Go through the records and filter out every line lacking the word "nothing"; copy the lines that remain.
##############################
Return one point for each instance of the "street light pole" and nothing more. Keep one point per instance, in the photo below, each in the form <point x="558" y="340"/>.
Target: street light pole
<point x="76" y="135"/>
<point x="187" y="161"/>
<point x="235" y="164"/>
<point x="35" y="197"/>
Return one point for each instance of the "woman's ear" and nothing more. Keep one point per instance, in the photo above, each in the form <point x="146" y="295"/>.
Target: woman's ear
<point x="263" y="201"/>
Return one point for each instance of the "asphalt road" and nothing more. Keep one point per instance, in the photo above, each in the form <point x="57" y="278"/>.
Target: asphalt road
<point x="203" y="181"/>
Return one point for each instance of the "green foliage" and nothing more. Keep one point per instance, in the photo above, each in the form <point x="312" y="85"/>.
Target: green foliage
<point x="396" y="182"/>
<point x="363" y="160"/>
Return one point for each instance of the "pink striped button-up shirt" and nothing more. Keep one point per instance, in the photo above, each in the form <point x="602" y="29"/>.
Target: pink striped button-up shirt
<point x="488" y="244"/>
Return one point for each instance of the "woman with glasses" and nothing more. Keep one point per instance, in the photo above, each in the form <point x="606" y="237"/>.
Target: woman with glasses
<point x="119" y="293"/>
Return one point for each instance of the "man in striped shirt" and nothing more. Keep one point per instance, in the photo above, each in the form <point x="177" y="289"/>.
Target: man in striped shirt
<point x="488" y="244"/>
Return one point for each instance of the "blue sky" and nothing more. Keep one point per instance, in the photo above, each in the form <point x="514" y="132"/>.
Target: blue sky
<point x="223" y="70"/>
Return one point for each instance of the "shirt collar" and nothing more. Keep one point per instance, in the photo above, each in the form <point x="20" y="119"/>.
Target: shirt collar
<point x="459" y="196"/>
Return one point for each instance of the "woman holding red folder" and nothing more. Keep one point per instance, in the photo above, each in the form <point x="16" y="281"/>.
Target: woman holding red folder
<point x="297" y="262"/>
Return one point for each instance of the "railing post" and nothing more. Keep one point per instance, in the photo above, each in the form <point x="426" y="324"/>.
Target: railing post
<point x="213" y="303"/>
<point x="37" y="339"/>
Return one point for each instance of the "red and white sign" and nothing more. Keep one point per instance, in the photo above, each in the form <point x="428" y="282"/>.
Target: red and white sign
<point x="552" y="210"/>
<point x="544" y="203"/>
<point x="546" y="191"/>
##############################
**REPLY TO THE EXERCISE:**
Return one point for each instance of the "street light pole" and nothing more. Keep one point per instance, in the photo below, each in the form <point x="558" y="340"/>.
Return one point for each instance of the "woman's ear" and nothing more. Keep one point per instance, in the photo above, each in the form <point x="146" y="295"/>.
Return one point for each instance of the "asphalt road" and nothing more. Keep one point per instance, in the photo above, each in the form <point x="57" y="278"/>.
Return one point for each instance of the "green foliage" and nothing more. Keep one point per instance, in the photo above, each in the form <point x="312" y="85"/>.
Return one point for each instance of the "pink striped button-up shirt" and nothing more. Keep one point per instance, in the photo above, each in the form <point x="602" y="29"/>.
Return one point for each instance of the "woman with glasses" and nothing more. Keep one point per instance, in the photo above, each in the form <point x="606" y="237"/>.
Return one point for each instance of the "man in striped shirt" and nothing more. Keep one point per instance, in the photo above, each in the form <point x="177" y="289"/>.
Return one point for each instance of the "blue sky" and nothing more. Keep one point per instance, in the photo above, each in the form <point x="514" y="132"/>.
Return one point for each instance of the "shirt collar" and nothing more. Keep one point per instance, in the photo above, each in the form <point x="20" y="119"/>.
Return one point for each instance of the "woman holding red folder" and nothing more. Keep one point per instance, in the photo above, each in the form <point x="16" y="281"/>.
Return one point for each instance of the "railing post" and nothing more. Keep one point per instance, in the photo above, each in the form <point x="426" y="324"/>.
Return one point for each instance of the "red and white sign" and nothing more. Keep one point per instance, in the photo above, each in the form <point x="428" y="282"/>.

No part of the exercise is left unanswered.